Brief:
In the patch discussion below, which two DMA controllers does the patch author say are chained together? Please name both.

Re: [PATCH v3 4/7] dmaengine: stm32-dma: Add DMA/MDMA chaining support
From: Pierre Yves MORDRET
Date: Tue Oct 09 2018 - 04:42:59 EST
On 10/07/2018 06:00 PM, Vinod wrote:
> On 28-09-18, 15:01, Pierre-Yves MORDRET wrote:
>> This patch adds support of DMA/MDMA chaining support.
>> It introduces an intermediate transfer between peripherals and STM32 DMA.
>> This intermediate transfer is triggered by SW for single M2D transfer and
>> by STM32 DMA IP for all other modes (sg, cyclic) and direction (D2M).
>>
>> A generic SRAM allocator is used for this intermediate buffer
>> Each DMA channel will be able to define its SRAM needs to achieve chaining
>> feature : (2 ^ order) * PAGE_SIZE.
>> For cyclic, SRAM buffer is derived from period length (rounded on
>> PAGE_SIZE).
>
> So IIUC, you chain two dma txns together and transfer data via an SRAM?
Correct. one DMA is DMAv2 (stm32-dma) and the other is MDMA(stm32-mdma).
Intermediate transfer is between device and memory.
This intermediate transfer is using SDRAM.
>
>>
>> Signed-off-by: Pierre-Yves MORDRET <pierre-yves.mordret@xxxxxx>
>> ---
>> Version history:
>> v3:
>> * Solve KBuild warning
>> v2:
>> v1:
>> * Initial
>> ---
>> ---
>> drivers/dma/stm32-dma.c | 879 ++++++++++++++++++++++++++++++++++++++++++------
>
> that is a lot of change for a driver, consider splitting it up
> logically in smaller changes...

Dataset excerpts:
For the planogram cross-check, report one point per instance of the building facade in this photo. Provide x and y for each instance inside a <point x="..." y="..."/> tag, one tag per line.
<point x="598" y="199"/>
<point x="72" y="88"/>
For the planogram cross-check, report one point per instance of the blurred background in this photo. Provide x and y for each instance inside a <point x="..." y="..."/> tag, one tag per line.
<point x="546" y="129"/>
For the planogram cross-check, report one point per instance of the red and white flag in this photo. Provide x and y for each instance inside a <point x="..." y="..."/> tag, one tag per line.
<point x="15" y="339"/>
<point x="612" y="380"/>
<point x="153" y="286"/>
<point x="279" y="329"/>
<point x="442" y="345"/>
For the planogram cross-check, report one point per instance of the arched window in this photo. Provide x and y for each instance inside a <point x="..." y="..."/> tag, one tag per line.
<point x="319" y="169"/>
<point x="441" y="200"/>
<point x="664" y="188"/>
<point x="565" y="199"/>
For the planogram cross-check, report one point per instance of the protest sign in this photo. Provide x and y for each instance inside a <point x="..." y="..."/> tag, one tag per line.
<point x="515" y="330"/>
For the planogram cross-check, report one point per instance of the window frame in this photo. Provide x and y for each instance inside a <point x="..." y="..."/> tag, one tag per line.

* * *

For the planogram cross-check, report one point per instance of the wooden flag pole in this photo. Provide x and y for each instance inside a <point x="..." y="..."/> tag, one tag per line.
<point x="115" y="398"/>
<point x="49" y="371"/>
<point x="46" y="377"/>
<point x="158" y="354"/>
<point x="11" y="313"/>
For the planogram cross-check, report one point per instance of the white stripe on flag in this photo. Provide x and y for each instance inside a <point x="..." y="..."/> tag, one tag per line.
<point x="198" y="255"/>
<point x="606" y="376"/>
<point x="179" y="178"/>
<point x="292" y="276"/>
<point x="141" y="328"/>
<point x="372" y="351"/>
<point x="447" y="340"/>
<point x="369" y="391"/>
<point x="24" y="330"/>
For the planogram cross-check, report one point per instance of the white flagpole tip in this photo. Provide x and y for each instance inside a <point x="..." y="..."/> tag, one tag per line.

Result for this exercise:
DMAv2 (stm32-dma) and MDMA (stm32-mdma).